What is the difference between possession and distribution?

On Behalf of | Dec 19, 2020 | criminal defense

If you have a valid prescription for a controlled substance in New York, you may wish to refrain from possessing or carrying a sizable amount of it in public. Carrying too much of a controlled substance, such as in your pocket, purse or vehicle, may lead to a charge of distribution. Law enforcement may interpret a large amount as an intent to make a sale or delivery.

The Empire state allows you to lawfully possess and use narcotics, opioids and other controlled substances for medicinal purposes, but you must first visit a licensed practitioner to obtain a valid prescription. As reported by the Suffolk Daily Voice, if law enforcement suspects you obtained a controlled substance with an alleged false or nonvalid prescription, you may face a charge of criminal possession of a forged instrument.

Penalty for possession with intent to distribute

Possessing a large amount of a controlled substance may cause law enforcement to assume that you intend to sell some of it for a profit. You may then face a possible felony offense. A conviction for possession with an alleged intent to distribute a controlled substance may result in spending up to 20 years in state prison, according to New York Penal Code section 220.60.

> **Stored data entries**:
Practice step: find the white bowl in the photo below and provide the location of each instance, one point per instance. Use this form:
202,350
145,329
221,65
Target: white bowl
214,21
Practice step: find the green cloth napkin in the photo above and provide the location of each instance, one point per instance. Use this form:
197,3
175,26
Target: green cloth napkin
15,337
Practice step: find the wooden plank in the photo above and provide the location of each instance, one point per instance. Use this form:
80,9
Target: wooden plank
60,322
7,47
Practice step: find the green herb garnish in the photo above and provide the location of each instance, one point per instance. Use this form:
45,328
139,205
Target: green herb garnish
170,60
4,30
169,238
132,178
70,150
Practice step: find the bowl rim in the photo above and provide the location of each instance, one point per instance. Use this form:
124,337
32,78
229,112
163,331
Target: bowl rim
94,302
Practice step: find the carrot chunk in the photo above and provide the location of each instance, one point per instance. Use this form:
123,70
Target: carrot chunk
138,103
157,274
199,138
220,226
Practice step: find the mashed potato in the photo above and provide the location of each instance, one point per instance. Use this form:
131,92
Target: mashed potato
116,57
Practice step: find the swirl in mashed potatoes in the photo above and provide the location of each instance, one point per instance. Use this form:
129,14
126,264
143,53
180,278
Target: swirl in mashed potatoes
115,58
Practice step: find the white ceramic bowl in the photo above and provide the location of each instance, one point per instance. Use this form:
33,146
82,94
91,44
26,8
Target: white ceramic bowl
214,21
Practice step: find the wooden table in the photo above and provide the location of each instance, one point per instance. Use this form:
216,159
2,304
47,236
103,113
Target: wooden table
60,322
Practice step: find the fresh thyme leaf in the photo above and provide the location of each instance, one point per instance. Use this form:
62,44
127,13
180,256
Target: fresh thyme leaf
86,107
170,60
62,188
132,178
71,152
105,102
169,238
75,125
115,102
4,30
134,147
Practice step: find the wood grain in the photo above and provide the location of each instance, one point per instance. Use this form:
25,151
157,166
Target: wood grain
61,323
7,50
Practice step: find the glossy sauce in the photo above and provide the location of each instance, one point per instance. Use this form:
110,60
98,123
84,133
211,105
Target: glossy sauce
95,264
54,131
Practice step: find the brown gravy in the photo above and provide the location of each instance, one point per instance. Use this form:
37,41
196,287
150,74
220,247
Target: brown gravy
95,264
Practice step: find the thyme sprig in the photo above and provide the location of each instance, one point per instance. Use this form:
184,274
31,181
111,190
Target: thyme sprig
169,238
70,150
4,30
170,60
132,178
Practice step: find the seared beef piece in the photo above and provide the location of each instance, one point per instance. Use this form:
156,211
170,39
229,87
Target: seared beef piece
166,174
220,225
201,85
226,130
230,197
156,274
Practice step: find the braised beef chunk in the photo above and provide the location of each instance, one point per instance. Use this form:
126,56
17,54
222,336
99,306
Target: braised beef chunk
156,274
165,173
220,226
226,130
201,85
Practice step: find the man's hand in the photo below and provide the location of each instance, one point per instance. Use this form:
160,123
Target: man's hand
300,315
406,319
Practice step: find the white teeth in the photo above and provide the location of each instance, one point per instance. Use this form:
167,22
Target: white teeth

> **Required action**: According to the article on possession and distribution, how long a prison term can a conviction for possession with intent to distribute bring? The items are separate material and have nothing to do with the article on possession and distribution.

> **Answer**: Up to 20 years in state prison.